▶ [INSTRUÇÃO DADA 1]
Diga se cada afirmação abaixo está de acordo com o trecho sobre o muro de taipa de São Paulo. Responda sim ou não e cite, literalmente, as palavras do trecho que decidem a questão. (a) José de Anchieta ergueu o muro com a ajuda de índios catequizados. (b) A invasão de 10 de julho de 1562 conseguiu tomar o arraial. (c) Os incêndios em favelas se concentraram principalmente entre 2011 e 2012.

── TRECHO DE ORIGEM

Logo após a fundação da vila de São Paulo de Piratininga, José de Anchieta, com a ajuda de índios catequizados, ergueu um muro de taipa e estacas para ajudar a mantê-la “segura de todo o embate”, como descreveu o próprio jesuíta. Sim, São Paulo já foi uma cidade fisicamente murada.
Os indesejados eram índios carijós e tupis, entre outros, que não haviam se convertido à fé cristã e, por diversas vezes tentaram tomar o arraial, como na fracassada invasão de 10 de julho de 1562.
Ao longo dos anos, a vila se expandiu para além da cerca de barro, que caiu de velha. Vieram os bandeirantes, supra citados heróis (#vergonha), que caçaram, mataram e escravizaram milhares de índios sertão adentro. E, com isso, ampliaram as fronteiras. Como disse uma vez um fazendeiro português a Pedro Casaldáliga (que, sem demérito para Bergoglio, teria dado um ótimo papa): as calçadas de Roma foram feitas por escravos, o “progresso” cobra seu preço.
Como já disse aqui antes, apesar da frenética transformação do pequeno burgo quinhentista em uma das maiores e mais populosas metrópoles do mundo, centro financeiro e comercial da América do Sul, o espírito do muro de taipa se manteve.
Ele, às vezes, se materializa na forma de barreiras de contenção para o “próprio bem” de uma comunidade, como ocorreu na favela do Moinho, por mais que aumente as chances das pessoas morrerem queimadas por falta de saídas em caso de incêndio. Incêndios que, principalmente entre 2011 e 2012, insistiram em queimar favelas e a ajudar a especulação imobiliária por aqui.

────
── DADOS DA TAREFA

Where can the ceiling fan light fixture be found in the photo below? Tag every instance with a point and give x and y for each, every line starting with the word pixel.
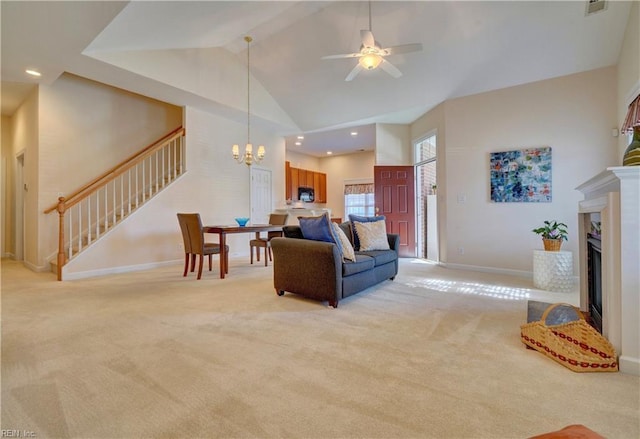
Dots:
pixel 370 61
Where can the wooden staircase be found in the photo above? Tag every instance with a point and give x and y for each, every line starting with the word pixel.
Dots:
pixel 96 208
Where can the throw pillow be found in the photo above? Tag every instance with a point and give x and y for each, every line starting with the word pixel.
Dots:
pixel 372 235
pixel 347 249
pixel 317 228
pixel 361 219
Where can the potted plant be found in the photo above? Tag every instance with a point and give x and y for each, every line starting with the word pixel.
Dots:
pixel 553 233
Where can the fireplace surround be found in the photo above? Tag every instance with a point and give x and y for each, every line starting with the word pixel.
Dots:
pixel 614 196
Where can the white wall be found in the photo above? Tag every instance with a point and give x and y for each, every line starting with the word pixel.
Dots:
pixel 214 185
pixel 25 133
pixel 393 144
pixel 628 72
pixel 573 114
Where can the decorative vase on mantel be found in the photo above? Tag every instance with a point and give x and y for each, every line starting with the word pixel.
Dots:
pixel 552 245
pixel 632 153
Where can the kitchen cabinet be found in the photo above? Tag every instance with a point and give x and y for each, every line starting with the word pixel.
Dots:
pixel 295 177
pixel 320 186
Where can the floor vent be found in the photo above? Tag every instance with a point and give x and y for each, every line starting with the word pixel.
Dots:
pixel 594 6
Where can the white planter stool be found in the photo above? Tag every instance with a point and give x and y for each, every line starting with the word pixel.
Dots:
pixel 553 271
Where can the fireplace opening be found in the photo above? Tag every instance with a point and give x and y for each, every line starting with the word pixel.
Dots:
pixel 594 280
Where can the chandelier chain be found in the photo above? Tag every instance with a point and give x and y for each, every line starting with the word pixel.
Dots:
pixel 248 39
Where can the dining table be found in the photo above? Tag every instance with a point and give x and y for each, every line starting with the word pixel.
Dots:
pixel 223 230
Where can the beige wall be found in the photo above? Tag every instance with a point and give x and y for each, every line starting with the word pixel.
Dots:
pixel 628 72
pixel 214 185
pixel 434 121
pixel 87 128
pixel 341 169
pixel 6 188
pixel 556 113
pixel 303 161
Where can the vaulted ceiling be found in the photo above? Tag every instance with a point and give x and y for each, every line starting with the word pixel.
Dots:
pixel 468 48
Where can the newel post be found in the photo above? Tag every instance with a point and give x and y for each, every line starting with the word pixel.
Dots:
pixel 62 259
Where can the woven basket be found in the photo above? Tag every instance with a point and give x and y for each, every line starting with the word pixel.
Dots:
pixel 576 345
pixel 552 245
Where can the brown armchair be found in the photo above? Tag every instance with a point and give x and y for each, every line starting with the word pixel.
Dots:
pixel 194 243
pixel 276 219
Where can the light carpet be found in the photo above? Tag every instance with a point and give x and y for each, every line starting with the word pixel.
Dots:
pixel 434 354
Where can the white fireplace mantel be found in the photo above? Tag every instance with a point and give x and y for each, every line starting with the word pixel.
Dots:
pixel 615 195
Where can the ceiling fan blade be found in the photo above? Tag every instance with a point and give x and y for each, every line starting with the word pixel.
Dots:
pixel 357 69
pixel 404 48
pixel 367 38
pixel 390 68
pixel 344 55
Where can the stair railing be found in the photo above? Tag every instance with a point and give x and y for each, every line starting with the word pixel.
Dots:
pixel 91 211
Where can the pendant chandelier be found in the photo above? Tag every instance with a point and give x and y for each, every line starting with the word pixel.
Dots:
pixel 248 157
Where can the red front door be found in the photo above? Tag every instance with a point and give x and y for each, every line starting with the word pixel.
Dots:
pixel 395 199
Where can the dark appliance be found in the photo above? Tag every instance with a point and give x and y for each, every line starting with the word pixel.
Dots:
pixel 305 194
pixel 594 273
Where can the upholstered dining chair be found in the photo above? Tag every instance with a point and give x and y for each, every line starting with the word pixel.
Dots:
pixel 276 219
pixel 194 243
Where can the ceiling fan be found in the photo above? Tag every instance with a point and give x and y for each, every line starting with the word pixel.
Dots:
pixel 372 55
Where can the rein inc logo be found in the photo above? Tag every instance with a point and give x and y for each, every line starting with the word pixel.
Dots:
pixel 17 433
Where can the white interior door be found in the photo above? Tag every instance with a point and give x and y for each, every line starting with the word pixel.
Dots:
pixel 19 208
pixel 261 202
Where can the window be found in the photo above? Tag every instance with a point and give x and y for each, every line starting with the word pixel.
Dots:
pixel 359 199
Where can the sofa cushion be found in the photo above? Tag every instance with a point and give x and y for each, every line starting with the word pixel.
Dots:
pixel 292 232
pixel 317 228
pixel 362 263
pixel 344 244
pixel 380 257
pixel 360 219
pixel 372 235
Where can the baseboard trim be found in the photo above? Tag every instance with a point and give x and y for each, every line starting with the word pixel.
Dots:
pixel 117 270
pixel 518 273
pixel 629 365
pixel 37 268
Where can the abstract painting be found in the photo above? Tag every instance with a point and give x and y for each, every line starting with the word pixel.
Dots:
pixel 522 176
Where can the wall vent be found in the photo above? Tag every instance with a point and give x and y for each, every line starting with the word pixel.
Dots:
pixel 594 6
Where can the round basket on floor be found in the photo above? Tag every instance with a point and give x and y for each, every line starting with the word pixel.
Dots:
pixel 552 245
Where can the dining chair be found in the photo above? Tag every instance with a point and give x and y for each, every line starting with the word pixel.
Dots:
pixel 194 243
pixel 276 219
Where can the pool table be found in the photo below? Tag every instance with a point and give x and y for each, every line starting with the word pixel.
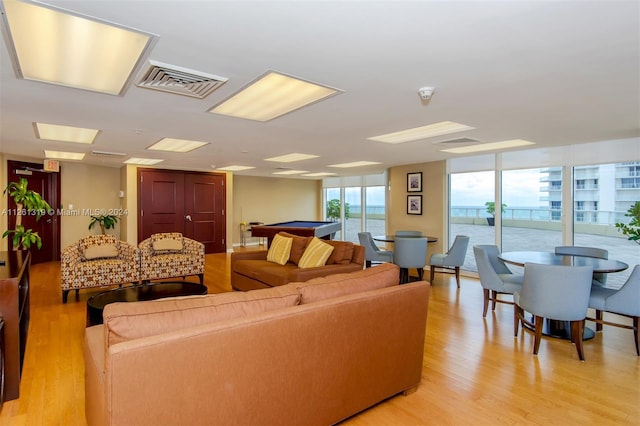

────

▶ [INSTRUÇÃO DADA 2]
Reproduza somente a parte dos registros que começa na linha que contém "Where can the decorative" e termina na linha que contém "pixel 320 186", com as duas linhas incluídas.

▶ [RESULTADO CORRETO 1]
(a) Sim: "José de Anchieta, com a ajuda de índios catequizados, ergueu um muro de taipa e estacas".
(b) Não: "como na fracassada invasão de 10 de julho de 1562".
(c) Sim: "Incêndios que, principalmente entre 2011 e 2012, insistiram em queimar favelas".

▶ [RESULTADO CORRETO 2]
Where can the decorative vase on mantel be found in the photo above? Tag every instance with a point and give x and y for each, every line starting with the word pixel.
Dots:
pixel 552 245
pixel 632 153
Where can the kitchen cabinet be found in the photo above? Tag every instance with a point and give x and y for each, every line starting with the word pixel.
Dots:
pixel 295 177
pixel 320 186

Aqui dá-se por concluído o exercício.